Working data
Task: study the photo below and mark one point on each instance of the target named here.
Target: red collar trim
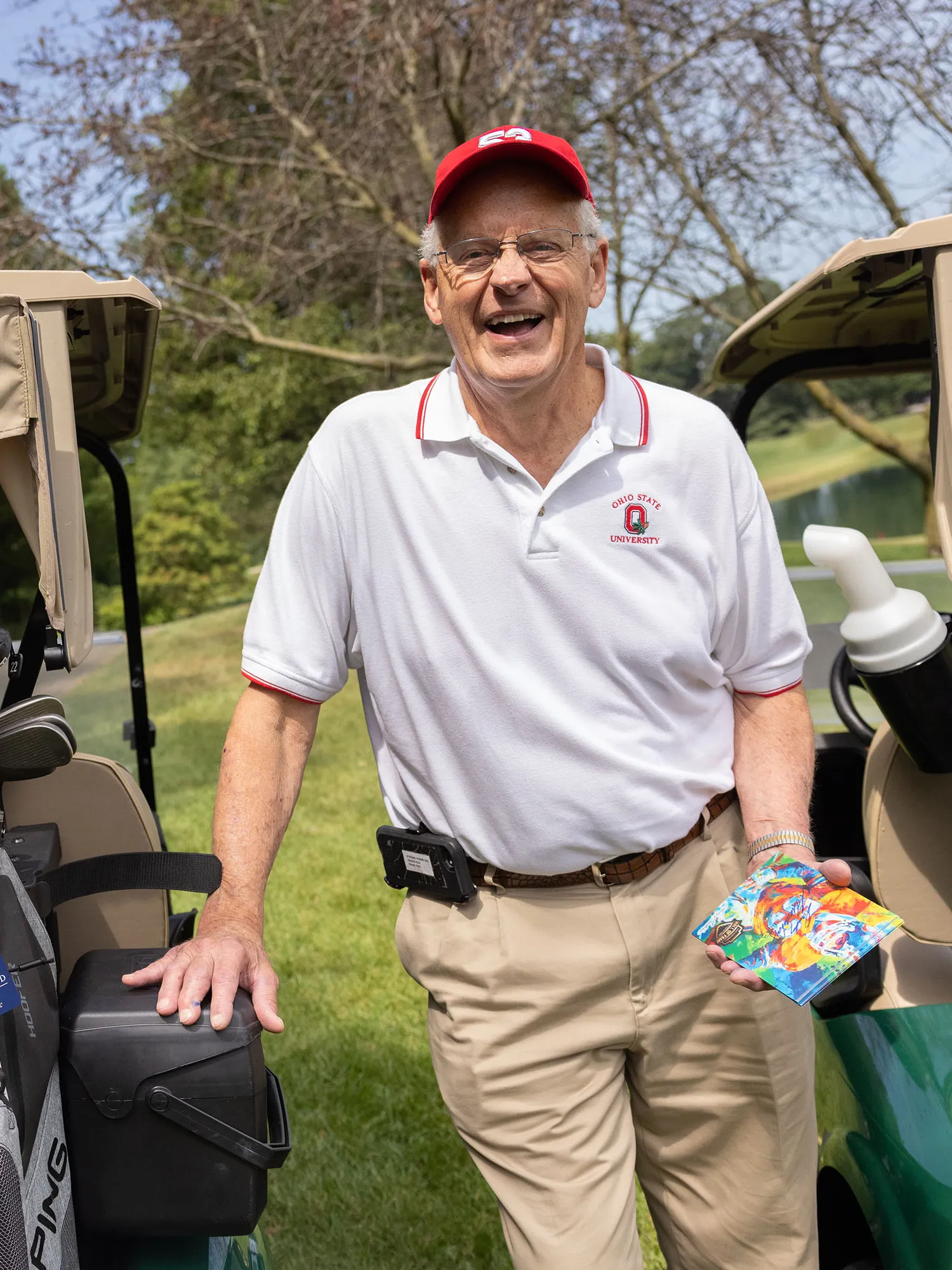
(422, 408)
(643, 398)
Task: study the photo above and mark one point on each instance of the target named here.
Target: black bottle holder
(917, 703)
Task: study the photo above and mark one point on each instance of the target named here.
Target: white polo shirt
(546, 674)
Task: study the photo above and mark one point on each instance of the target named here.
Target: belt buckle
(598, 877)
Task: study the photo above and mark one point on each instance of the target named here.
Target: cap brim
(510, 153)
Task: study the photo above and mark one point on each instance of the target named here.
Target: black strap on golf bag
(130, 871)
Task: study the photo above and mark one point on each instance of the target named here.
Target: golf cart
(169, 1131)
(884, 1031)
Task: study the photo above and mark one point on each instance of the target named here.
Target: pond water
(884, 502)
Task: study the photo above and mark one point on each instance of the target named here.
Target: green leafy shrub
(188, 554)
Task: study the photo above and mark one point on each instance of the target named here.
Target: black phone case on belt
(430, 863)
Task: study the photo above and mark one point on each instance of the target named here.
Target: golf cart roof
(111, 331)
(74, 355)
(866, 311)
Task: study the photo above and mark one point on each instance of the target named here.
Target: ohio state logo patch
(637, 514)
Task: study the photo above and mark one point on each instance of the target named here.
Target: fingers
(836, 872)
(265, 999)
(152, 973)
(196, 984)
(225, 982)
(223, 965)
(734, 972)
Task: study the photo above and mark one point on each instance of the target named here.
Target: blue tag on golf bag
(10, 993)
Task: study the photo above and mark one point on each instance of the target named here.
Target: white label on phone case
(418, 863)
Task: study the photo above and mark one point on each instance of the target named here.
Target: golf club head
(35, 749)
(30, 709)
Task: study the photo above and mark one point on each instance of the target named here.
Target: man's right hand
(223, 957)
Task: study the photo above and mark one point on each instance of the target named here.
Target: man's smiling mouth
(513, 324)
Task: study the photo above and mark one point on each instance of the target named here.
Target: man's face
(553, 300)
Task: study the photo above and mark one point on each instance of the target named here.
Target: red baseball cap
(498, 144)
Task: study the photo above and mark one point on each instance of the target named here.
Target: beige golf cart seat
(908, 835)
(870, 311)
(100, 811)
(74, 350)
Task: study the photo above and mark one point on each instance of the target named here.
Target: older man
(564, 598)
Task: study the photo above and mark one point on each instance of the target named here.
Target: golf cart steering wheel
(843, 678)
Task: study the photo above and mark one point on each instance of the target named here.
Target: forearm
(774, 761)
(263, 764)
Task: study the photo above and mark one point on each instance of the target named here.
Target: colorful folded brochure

Try it
Transcribe all the data word for word; the images stay out.

Completed exercise
Task: study the photo below and mark one point on each instance of the target named here.
Target: red collar trim
(422, 408)
(643, 398)
Task: study the photo above and mark one point on each instance of the target named here.
Target: black bottle holder
(917, 703)
Task: study the photo above and mark one point on each instance of the target named here.
Target: white polo shirt
(546, 674)
Task: study the photo above and mark one point on each instance of the target named here.
Target: belt buckle
(598, 877)
Task: study the photo above and mark one point on each instance of the target named here.
Target: cap brim
(510, 153)
Task: study the photo above and mark one point on each instance of the target named here.
Target: black strap on golf bag
(130, 871)
Task: study the photo above and mark one point on each instance of the target named here.
Target: golf cart
(169, 1131)
(884, 1031)
Task: study the photo above and mark one point on each instance of the target named here.
Target: pond water
(884, 502)
Task: study the photo above and mark one point on each instance of the target named here.
Target: green leafy shrub
(188, 554)
Task: study the photo above and mark one point on each instance of the target named here.
Target: black phone case on belt
(430, 863)
Task: study the photo above and mark one point on each instance of the target named here.
Target: golf cart roof
(111, 331)
(74, 355)
(866, 311)
Task: study the photo above and mark one point on each instance of the target named here.
Target: ohio state logo patch
(637, 514)
Task: study the photo above and mark one point on each instance of the target named here.
Target: fingers
(836, 872)
(265, 999)
(152, 973)
(196, 984)
(225, 982)
(223, 965)
(734, 972)
Task: study the photo above and mark one point on each instance of the target named here.
Target: blue tag on golf bag
(10, 993)
Task: study the photo above and mark one point on each instance of the target named here.
Target: white label on phone case
(418, 863)
Task: study the photo above and mark one point on each instance of the target named here.
Target: golf club head
(35, 749)
(30, 709)
Task: study the photo above and mark one point on each instance of the target named here.
Target: man's right hand
(223, 957)
Task: study the photo above and mark one point on each instance of the target named here.
Target: man's smiling mouth
(513, 324)
Task: study the photo above and mark one point on each instance of the target named here.
Target: man's face
(553, 300)
Task: study the photo above and mark one point on each instance of the target named here.
Target: red baseball cap
(498, 144)
Task: study the photo above and mark one point on each instance of the target named here.
Target: beige golf cart seat
(908, 835)
(870, 311)
(100, 811)
(74, 350)
Task: study the photo above and mark one point on each instance of the target named here.
Target: older man
(564, 598)
Task: study the photo above and mark one point on each instance of the target named here.
Target: golf cart steering wheel
(843, 678)
Task: study the photo above and mark one point on each instance of the target named here.
Target: forearm
(774, 761)
(263, 764)
Task: study the photo above and mark one point on each instance of the target named here.
Target: colorful folded brochure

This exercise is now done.